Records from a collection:

- - -

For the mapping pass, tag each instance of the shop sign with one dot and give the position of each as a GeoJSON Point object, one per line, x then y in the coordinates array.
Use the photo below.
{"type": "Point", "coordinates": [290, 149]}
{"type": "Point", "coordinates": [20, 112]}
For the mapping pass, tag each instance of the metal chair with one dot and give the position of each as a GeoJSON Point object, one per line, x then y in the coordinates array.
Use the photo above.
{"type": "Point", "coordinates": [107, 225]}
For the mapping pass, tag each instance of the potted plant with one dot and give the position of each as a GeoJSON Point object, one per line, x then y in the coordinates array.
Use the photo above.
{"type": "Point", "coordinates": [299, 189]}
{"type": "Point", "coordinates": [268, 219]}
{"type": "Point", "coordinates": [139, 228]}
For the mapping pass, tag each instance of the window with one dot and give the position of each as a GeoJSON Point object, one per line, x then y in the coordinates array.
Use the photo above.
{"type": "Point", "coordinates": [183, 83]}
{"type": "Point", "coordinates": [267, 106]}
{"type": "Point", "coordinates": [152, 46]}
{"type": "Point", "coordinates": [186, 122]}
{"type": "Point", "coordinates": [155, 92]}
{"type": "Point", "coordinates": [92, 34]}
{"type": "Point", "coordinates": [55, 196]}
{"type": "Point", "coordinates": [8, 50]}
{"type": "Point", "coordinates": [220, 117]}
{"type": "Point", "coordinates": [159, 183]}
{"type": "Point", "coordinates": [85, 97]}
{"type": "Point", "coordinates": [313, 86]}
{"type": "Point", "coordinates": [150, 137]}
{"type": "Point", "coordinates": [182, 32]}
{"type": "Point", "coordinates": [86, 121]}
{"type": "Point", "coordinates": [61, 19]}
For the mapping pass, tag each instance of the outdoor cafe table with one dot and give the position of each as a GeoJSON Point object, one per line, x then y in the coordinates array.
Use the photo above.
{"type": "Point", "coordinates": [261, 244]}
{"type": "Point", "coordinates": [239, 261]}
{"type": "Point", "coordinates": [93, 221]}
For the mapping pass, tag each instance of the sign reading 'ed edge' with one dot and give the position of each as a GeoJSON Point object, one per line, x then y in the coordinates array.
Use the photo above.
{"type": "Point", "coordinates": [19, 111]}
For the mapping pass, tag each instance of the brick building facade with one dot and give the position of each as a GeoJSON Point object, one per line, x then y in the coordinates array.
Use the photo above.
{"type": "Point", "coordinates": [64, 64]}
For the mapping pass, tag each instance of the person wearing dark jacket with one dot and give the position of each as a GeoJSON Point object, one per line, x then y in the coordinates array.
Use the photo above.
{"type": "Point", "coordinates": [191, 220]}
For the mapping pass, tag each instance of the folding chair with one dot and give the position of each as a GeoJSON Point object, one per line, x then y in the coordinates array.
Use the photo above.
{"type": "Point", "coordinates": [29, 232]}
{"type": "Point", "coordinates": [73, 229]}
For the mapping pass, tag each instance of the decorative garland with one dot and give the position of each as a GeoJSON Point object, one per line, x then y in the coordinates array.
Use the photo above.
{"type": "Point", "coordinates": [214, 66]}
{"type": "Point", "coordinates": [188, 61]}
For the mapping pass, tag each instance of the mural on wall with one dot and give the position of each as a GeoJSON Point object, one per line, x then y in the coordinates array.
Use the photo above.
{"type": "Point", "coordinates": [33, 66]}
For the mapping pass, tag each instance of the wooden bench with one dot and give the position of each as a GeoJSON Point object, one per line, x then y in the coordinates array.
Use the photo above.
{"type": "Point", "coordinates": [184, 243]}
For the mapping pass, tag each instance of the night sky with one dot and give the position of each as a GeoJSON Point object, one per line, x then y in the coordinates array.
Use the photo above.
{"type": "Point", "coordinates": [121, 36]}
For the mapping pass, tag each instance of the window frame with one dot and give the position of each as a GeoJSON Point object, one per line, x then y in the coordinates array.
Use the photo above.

- - -

[Task prompt]: Please rewrite the listing above, switching "mapping pass" to "annotation pass" wherever it occurs and changing nothing else.

[Answer to this problem]:
For the annotation pass, tag each instance of the shop sign with one dot and give the position of each as a GeoJSON Point object, one per line, x then y in the coordinates array.
Use the photo below.
{"type": "Point", "coordinates": [290, 149]}
{"type": "Point", "coordinates": [20, 112]}
For the annotation pass, tag each instance of the metal chair with one dot and give the position of each as a GeoJSON Point object, one per line, x then y in the coordinates array.
Use the photo above.
{"type": "Point", "coordinates": [107, 225]}
For the annotation pass, tag each instance of the potted plant with one dot and give the position of each as a GeoJSON Point object, one per line, x then y in the coordinates array.
Use the photo above.
{"type": "Point", "coordinates": [299, 189]}
{"type": "Point", "coordinates": [268, 219]}
{"type": "Point", "coordinates": [139, 228]}
For the annotation pass, tag each instance of the window with one dot and give the position of each as a GeoJSON Point object, one per line, x then y in the coordinates array.
Use the photo above.
{"type": "Point", "coordinates": [183, 83]}
{"type": "Point", "coordinates": [267, 106]}
{"type": "Point", "coordinates": [152, 46]}
{"type": "Point", "coordinates": [186, 122]}
{"type": "Point", "coordinates": [155, 92]}
{"type": "Point", "coordinates": [92, 34]}
{"type": "Point", "coordinates": [55, 196]}
{"type": "Point", "coordinates": [8, 50]}
{"type": "Point", "coordinates": [220, 117]}
{"type": "Point", "coordinates": [159, 183]}
{"type": "Point", "coordinates": [85, 97]}
{"type": "Point", "coordinates": [313, 86]}
{"type": "Point", "coordinates": [150, 137]}
{"type": "Point", "coordinates": [182, 32]}
{"type": "Point", "coordinates": [86, 121]}
{"type": "Point", "coordinates": [61, 19]}
For the annotation pass, tag each instance of the outdoor cafe table with one dot and give the position of each as a GeoJSON Point object, one per line, x then y in the coordinates array.
Use the photo above.
{"type": "Point", "coordinates": [261, 244]}
{"type": "Point", "coordinates": [239, 261]}
{"type": "Point", "coordinates": [93, 221]}
For the annotation pass, tag each instance of the sign reading 'ed edge' with one dot and give the position of each as a GeoJSON Point object, one per line, x then y in the coordinates array.
Use the photo above.
{"type": "Point", "coordinates": [19, 111]}
For the annotation pass, tag each instance of the brick building facade with one dot and give the position of each as a GeoJSON Point object, one per line, x then y in the coordinates array.
Use the photo above.
{"type": "Point", "coordinates": [64, 64]}
For the annotation pass, tag each instance of the person wearing dark jacket with one dot and give the position of each as a GeoJSON Point object, one per line, x then y in the coordinates array.
Use the photo above.
{"type": "Point", "coordinates": [191, 220]}
For the annotation pass, tag each instance of the folding chair with one dot and give the position of each as a GeoJSON Point object, one per line, x then y in the coordinates array.
Use the photo above.
{"type": "Point", "coordinates": [29, 232]}
{"type": "Point", "coordinates": [73, 229]}
For the annotation pass, tag each instance of the decorative garland with one dot and give the position of each as a GeoJSON Point object, one per line, x then y in the coordinates array.
Use the photo above.
{"type": "Point", "coordinates": [214, 66]}
{"type": "Point", "coordinates": [188, 61]}
For the annotation pass, tag each instance of the mural on wall with one dot and give the position of each as a GeoJSON Point object, one per line, x then y in the coordinates array.
Use the photo above.
{"type": "Point", "coordinates": [33, 66]}
For the annotation pass, tag each instance of the wooden bench with one dot and give the position of each as a GeoJSON Point object, one per line, x then y in the coordinates array.
Use the photo above.
{"type": "Point", "coordinates": [184, 243]}
For the annotation pass, tag each instance of the night sky with one dot and give the position of each as a GeoJSON Point object, one per line, x then y in the coordinates array.
Use the photo above.
{"type": "Point", "coordinates": [121, 36]}
For the annotation pass, tag each instance of the window frame with one dot and give the position of each as a GeoJSON Point object, one per line, x then y in the coordinates array.
Use the photo above.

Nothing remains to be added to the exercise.